* _DOCUMENT SEGMENT_
>> Begin

If I’m ok with a coal burning power plant providing good jobs for the people in my area, why should North Carolina care if the smoke blows their way? What’s more, why I should I have to give up any of the Chattahoochee’s water to Alabama and Florida? Let them get their own water. If I want a peace treaty with Iran then Governor Kemp can make it for me. There’s no reason to consider what the other forty nine states think, I believe in government close to home.
Just like that idjit clerk in Kentucky, if I don’t believe in a law, I’m not going to do it. I just don’t want to go to jail for my civil disobedience. I just want to wrap myself up in my religious cloak of invisibility and move through society unnoticed. Like the churches do at tax time.
All kidding aside, I think the Huckabees have a problem comprehending a document with more than ten rules to live by. The U.S. Constitution currently has twenty seven amendments, or rules, all voted and ratified by each state. Has anyone ever taken their religion to all fifty states and asked for a straight up and down vote to see what the majority of the residents feel? I don’t think so.
To simplify things, I’d like to direct the Huckabee family to the words of their main guy, Jesus. Jesus laid down the relationship between citizens and their government in Matthew 22:15-22. The phrase “render unto Caesar what is Caesar’s and unto God what is God’s” pretty much covers the subject for me.
Apparently, 2000 years ago Jesus recognized there would be conflicts between what the converted wanted to do and what their responsibility as citizens required. For you true believers out there, if your conscience won’t allow you to keep the law, do what I do, go to jail.

>> End

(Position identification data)
>> Begin

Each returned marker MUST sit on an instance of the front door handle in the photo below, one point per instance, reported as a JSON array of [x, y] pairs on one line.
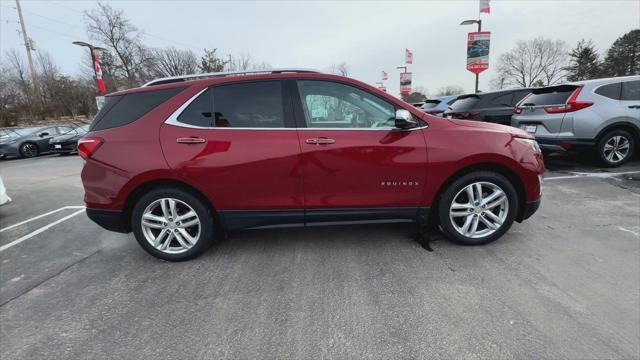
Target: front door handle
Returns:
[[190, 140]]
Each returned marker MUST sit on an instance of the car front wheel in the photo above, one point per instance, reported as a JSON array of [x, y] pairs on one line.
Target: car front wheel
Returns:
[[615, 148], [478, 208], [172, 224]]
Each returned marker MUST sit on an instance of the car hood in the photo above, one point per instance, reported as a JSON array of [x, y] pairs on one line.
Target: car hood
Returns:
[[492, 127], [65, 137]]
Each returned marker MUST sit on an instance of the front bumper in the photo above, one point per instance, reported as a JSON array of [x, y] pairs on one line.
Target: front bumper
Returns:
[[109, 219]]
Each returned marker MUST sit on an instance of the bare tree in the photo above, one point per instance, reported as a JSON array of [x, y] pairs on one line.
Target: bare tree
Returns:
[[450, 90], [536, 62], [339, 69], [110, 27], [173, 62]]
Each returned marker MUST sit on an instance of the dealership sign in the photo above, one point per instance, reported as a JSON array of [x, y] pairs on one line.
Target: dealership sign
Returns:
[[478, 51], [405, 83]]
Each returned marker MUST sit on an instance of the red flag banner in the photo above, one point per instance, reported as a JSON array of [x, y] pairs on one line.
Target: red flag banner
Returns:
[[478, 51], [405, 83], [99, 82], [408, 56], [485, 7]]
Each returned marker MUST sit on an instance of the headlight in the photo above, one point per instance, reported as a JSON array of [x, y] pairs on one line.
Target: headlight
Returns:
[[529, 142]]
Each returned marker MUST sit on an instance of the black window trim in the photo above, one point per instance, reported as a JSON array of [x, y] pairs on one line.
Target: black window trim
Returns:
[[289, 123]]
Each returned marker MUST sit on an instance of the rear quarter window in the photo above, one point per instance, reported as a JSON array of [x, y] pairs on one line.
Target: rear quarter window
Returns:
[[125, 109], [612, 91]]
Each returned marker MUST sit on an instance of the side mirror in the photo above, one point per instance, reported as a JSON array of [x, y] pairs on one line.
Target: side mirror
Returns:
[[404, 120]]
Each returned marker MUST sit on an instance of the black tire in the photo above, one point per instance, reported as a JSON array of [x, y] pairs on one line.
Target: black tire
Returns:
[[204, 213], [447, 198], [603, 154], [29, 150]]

>> End
>> Begin

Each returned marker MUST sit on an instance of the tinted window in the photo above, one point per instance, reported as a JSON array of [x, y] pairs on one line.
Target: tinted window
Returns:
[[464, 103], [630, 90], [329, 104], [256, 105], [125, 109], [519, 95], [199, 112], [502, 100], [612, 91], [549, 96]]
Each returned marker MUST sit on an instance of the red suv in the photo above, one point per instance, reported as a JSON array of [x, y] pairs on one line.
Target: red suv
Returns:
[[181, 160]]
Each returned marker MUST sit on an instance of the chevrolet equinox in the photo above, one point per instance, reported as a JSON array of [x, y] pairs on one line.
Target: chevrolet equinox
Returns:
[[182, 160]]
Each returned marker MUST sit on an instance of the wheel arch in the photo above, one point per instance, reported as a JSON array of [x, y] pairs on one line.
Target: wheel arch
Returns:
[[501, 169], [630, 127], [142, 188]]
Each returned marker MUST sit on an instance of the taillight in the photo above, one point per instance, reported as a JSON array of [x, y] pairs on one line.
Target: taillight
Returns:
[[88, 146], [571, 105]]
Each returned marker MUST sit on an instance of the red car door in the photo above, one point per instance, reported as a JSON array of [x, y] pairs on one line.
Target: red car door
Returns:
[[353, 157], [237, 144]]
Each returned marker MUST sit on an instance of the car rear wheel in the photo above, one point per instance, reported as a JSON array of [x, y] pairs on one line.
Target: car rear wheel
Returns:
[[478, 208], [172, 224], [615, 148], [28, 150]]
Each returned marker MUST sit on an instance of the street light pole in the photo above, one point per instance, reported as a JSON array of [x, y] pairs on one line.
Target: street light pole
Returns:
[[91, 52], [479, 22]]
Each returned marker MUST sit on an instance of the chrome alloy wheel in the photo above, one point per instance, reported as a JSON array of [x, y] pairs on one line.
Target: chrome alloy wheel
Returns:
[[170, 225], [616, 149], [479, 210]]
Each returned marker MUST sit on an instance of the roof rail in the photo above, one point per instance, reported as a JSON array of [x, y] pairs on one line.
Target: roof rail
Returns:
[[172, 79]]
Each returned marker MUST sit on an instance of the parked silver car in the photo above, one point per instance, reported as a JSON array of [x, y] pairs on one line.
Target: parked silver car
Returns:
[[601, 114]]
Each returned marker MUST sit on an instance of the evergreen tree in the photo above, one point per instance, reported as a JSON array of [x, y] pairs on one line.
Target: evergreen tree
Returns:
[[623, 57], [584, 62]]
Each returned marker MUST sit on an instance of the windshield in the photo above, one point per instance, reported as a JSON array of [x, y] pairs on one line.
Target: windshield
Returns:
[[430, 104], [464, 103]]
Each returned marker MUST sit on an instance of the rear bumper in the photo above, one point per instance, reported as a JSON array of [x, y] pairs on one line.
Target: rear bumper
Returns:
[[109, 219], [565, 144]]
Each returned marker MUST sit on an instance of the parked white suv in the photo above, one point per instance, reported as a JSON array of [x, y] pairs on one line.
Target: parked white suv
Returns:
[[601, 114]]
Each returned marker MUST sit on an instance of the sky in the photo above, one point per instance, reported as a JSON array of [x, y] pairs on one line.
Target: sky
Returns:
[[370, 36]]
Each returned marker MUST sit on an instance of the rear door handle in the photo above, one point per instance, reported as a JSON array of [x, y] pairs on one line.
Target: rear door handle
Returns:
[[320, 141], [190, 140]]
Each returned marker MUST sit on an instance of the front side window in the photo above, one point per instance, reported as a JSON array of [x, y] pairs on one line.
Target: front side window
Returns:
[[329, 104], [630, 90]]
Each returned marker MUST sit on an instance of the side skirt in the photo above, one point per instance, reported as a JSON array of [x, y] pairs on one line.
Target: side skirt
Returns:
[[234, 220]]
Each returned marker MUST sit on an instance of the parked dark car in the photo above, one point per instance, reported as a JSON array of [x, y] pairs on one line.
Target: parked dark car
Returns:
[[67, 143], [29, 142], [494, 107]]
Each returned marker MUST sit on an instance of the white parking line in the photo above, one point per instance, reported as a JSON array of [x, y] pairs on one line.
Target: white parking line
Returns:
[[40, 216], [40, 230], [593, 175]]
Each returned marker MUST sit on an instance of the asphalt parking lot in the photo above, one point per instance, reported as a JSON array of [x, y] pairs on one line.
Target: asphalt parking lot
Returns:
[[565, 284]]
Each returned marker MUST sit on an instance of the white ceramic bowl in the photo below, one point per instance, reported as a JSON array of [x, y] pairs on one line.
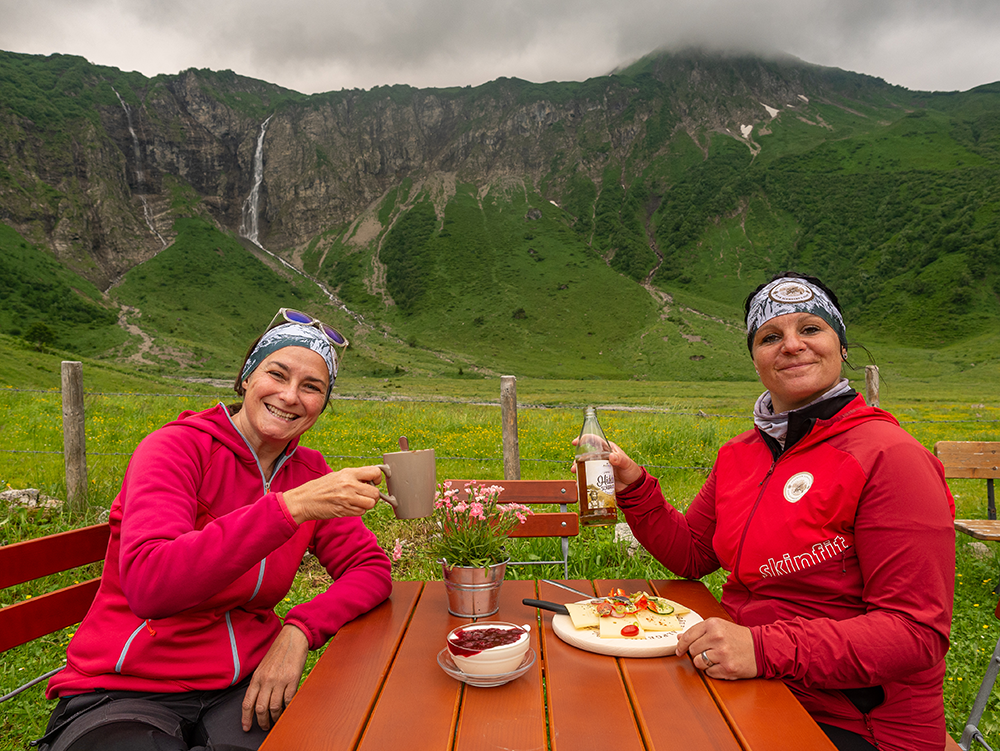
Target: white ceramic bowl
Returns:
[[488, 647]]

>> End
>> Begin

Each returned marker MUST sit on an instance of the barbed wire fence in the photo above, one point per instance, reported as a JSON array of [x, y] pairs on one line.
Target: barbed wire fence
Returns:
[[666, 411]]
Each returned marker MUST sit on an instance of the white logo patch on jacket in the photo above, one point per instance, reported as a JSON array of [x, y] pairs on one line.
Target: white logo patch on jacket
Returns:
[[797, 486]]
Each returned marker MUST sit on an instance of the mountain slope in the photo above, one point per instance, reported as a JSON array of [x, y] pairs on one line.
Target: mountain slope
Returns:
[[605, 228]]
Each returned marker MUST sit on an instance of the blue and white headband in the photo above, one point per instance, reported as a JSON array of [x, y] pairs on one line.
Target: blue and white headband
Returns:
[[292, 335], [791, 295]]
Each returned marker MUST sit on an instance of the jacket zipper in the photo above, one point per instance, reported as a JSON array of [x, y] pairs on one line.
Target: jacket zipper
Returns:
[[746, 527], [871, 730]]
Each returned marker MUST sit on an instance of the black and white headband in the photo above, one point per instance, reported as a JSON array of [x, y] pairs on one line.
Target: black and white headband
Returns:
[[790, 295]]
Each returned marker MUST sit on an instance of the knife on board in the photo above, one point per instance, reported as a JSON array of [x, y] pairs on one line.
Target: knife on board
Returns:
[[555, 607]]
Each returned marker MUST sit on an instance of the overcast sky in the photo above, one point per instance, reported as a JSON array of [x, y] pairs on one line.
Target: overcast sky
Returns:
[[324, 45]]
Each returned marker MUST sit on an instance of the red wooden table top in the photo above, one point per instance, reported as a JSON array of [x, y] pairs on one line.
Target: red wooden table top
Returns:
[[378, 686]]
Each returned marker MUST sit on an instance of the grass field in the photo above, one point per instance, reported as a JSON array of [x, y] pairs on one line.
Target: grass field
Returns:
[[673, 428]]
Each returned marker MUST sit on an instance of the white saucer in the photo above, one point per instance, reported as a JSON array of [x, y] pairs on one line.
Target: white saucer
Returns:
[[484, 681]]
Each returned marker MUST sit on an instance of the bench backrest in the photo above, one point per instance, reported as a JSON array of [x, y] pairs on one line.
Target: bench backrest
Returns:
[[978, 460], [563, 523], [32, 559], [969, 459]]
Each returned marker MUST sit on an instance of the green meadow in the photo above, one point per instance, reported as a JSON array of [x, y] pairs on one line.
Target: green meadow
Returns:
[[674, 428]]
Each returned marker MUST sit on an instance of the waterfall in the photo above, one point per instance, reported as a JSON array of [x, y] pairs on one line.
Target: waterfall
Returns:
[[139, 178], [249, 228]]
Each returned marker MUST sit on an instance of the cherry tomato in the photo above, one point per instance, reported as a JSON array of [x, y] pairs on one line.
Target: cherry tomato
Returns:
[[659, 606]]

>> End

* _EXERCISE AIM_
Output the part of the commentary on religion and government between "All kidding aside, I" and "subject for me.", inclusive.

* _EXPECTED ANSWER_
All kidding aside, I think the Huckabees have a problem comprehending a document with more than ten rules to live by. The U.S. Constitution currently has twenty seven amendments, or rules, all voted and ratified by each state. Has anyone ever taken their religion to all fifty states and asked for a straight up and down vote to see what the majority of the residents feel? I don’t think so.
To simplify things, I’d like to direct the Huckabee family to the words of their main guy, Jesus. Jesus laid down the relationship between citizens and their government in Matthew 22:15-22. The phrase “render unto Caesar what is Caesar’s and unto God what is God’s” pretty much covers the subject for me.